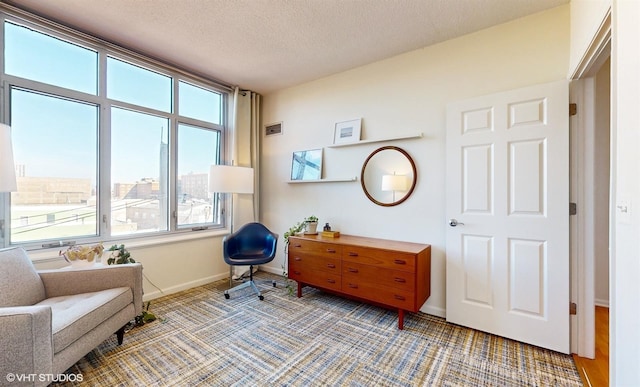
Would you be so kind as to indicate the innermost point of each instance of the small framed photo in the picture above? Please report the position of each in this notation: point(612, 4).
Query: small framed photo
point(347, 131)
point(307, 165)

------------------------------------

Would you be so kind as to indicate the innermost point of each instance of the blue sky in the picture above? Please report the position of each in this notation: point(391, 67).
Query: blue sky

------------------------------------

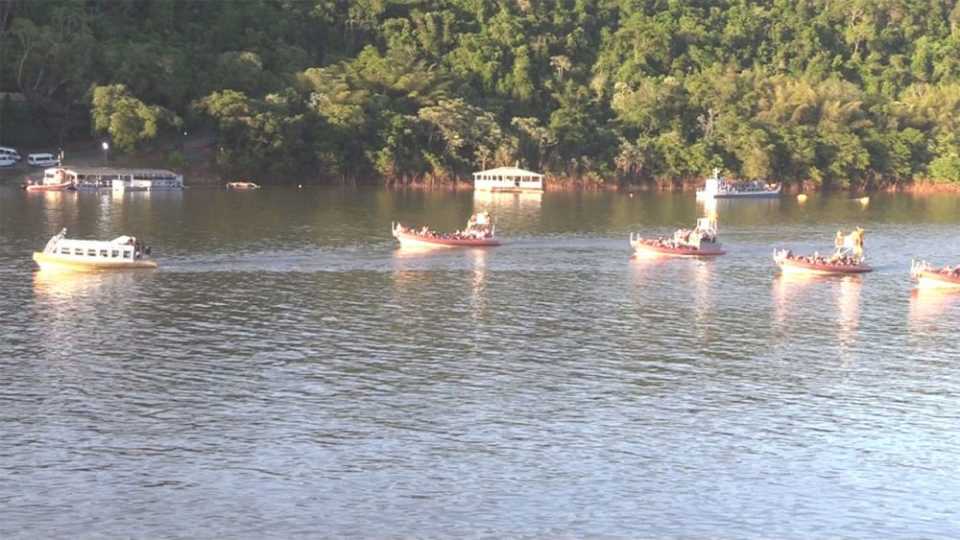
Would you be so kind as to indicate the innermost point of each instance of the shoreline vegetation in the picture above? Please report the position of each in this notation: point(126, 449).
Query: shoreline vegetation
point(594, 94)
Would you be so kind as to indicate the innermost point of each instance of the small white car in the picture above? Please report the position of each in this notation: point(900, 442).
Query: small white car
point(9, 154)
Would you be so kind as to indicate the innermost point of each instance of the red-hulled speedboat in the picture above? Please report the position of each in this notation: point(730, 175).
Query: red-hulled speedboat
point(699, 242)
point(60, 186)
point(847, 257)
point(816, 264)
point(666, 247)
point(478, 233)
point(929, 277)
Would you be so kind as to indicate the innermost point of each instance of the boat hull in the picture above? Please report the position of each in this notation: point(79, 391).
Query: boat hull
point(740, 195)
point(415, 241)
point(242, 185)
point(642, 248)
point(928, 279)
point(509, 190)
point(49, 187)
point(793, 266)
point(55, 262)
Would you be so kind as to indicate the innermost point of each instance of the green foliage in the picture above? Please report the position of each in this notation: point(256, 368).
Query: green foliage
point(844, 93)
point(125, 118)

------------------------------------

> _Task to complete_:
Write out the material from the line with "notation: point(79, 391)." to the line with "point(125, 118)", both of those lines included, copying every line unchanged.

> _Solution to this exercise_:
Would you be so kind as to indicate the innermost point of each instance of the boat hull in the picture above? Please report the position of each in this notation: point(79, 391).
Query: boat hull
point(740, 195)
point(415, 241)
point(242, 185)
point(642, 248)
point(928, 279)
point(509, 190)
point(49, 187)
point(793, 266)
point(55, 262)
Would you be so kind as to indicate the innermost point of each instance of the green foliage in the picture above? Please report the position of each in this notation: point(256, 368).
Query: green foliage
point(844, 93)
point(125, 118)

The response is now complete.